# [Do this]
Output the material as a two-column CSV with the headers instruction and response, one row per item: the text in instruction and its answer in response, each as a single quoted field with line breaks replaced by spaces. Leave the pictures out.

# [Exercise material]

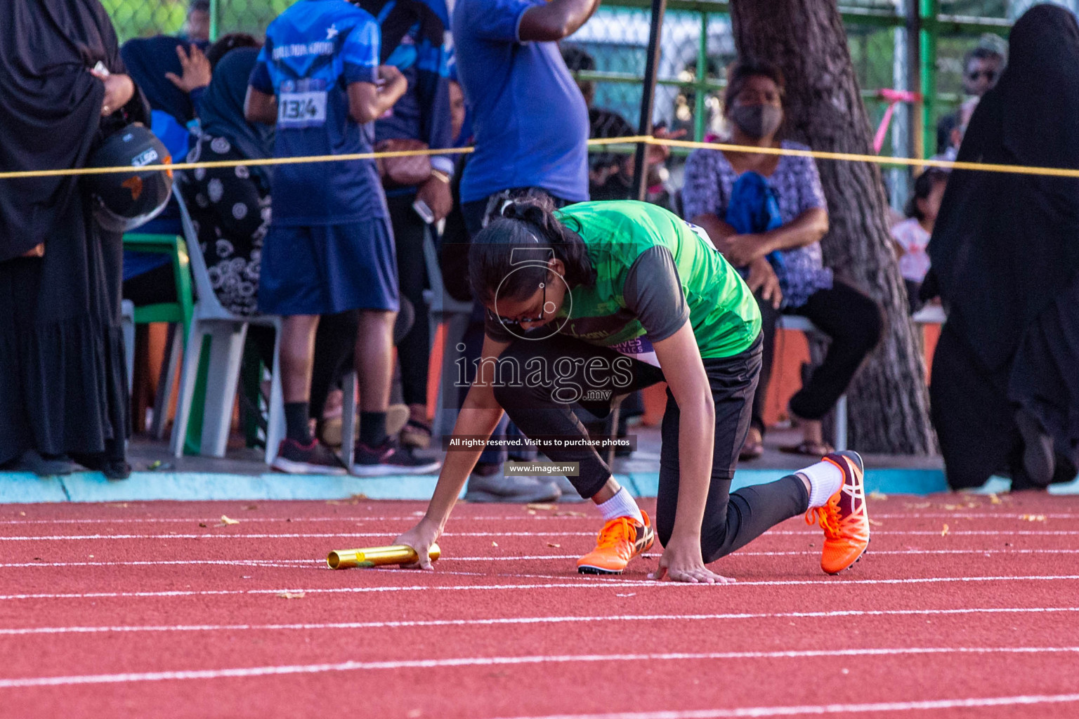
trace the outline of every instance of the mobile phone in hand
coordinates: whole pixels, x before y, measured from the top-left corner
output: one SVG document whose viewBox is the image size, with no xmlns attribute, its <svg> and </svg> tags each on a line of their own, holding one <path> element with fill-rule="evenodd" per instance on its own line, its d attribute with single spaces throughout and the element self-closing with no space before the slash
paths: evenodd
<svg viewBox="0 0 1079 719">
<path fill-rule="evenodd" d="M 415 213 L 420 216 L 420 219 L 427 224 L 433 224 L 435 222 L 435 213 L 431 211 L 429 207 L 427 207 L 427 203 L 422 199 L 416 199 L 412 203 L 412 209 L 414 209 Z"/>
</svg>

# [Result]
instruction,response
"trace the outline of every instance of the mobile phone in hand coordinates: whole pixels, x before y, measured from the top-left corner output: one SVG document whose viewBox is the image size, with no xmlns attribute, its <svg> and </svg> tags each on a line of their own, holding one <path> element with fill-rule=""evenodd"" per instance on its own line, its d attribute with single spaces throughout and the element self-closing with no space before the slash paths: evenodd","<svg viewBox=""0 0 1079 719""> <path fill-rule=""evenodd"" d=""M 415 213 L 420 216 L 420 219 L 427 224 L 433 224 L 435 222 L 435 213 L 431 211 L 429 207 L 427 207 L 427 203 L 422 199 L 416 199 L 412 203 L 412 209 L 414 209 Z""/> </svg>"